__Written task__
Copy the lines below word for word, starting at the line that contains "Could you please outline every instance of the light" and stopping after the final line.

__Material supplied__
▶

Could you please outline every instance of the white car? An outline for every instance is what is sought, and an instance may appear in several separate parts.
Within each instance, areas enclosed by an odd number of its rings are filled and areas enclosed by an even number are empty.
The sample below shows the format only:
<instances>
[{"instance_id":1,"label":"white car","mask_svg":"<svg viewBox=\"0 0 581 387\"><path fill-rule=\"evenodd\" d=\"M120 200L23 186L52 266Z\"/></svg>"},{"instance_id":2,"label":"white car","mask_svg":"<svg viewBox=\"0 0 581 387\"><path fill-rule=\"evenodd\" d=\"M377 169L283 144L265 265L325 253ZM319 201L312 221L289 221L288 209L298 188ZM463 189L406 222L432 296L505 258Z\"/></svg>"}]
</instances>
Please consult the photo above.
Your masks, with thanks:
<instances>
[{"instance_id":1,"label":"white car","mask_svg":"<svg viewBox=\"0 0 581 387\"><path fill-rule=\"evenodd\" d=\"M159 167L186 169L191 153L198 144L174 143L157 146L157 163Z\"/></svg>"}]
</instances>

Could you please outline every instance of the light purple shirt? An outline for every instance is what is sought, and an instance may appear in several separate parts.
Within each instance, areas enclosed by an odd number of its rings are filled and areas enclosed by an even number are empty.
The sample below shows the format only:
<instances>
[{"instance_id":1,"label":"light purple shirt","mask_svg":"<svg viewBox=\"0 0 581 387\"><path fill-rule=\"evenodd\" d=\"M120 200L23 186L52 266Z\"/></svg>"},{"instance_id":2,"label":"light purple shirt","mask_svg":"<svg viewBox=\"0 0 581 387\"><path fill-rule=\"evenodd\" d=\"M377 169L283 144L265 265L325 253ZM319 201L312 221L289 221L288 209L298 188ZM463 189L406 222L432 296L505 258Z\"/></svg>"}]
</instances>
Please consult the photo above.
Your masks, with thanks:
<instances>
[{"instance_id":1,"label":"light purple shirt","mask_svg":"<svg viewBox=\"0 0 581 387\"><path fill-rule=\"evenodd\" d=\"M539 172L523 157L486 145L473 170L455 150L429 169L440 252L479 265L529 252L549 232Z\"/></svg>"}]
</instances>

◀

__Response for this exercise__
Could you please outline every instance of the light purple shirt? An outline for every instance is what is sought, and an instance may appear in several separate parts.
Within each instance, areas enclosed by an odd number of its rings are filled and areas enclosed by an even number are empty.
The sample below shows the format only:
<instances>
[{"instance_id":1,"label":"light purple shirt","mask_svg":"<svg viewBox=\"0 0 581 387\"><path fill-rule=\"evenodd\" d=\"M120 200L23 186L52 266Z\"/></svg>"},{"instance_id":2,"label":"light purple shirt","mask_svg":"<svg viewBox=\"0 0 581 387\"><path fill-rule=\"evenodd\" d=\"M377 169L283 144L265 265L325 253ZM319 201L312 221L289 221L288 209L298 188ZM463 189L406 222L432 296L505 258Z\"/></svg>"}]
</instances>
Please consult the photo above.
Your masks, with thanks:
<instances>
[{"instance_id":1,"label":"light purple shirt","mask_svg":"<svg viewBox=\"0 0 581 387\"><path fill-rule=\"evenodd\" d=\"M539 172L523 157L486 145L473 170L455 150L429 169L440 252L479 265L529 252L549 232Z\"/></svg>"}]
</instances>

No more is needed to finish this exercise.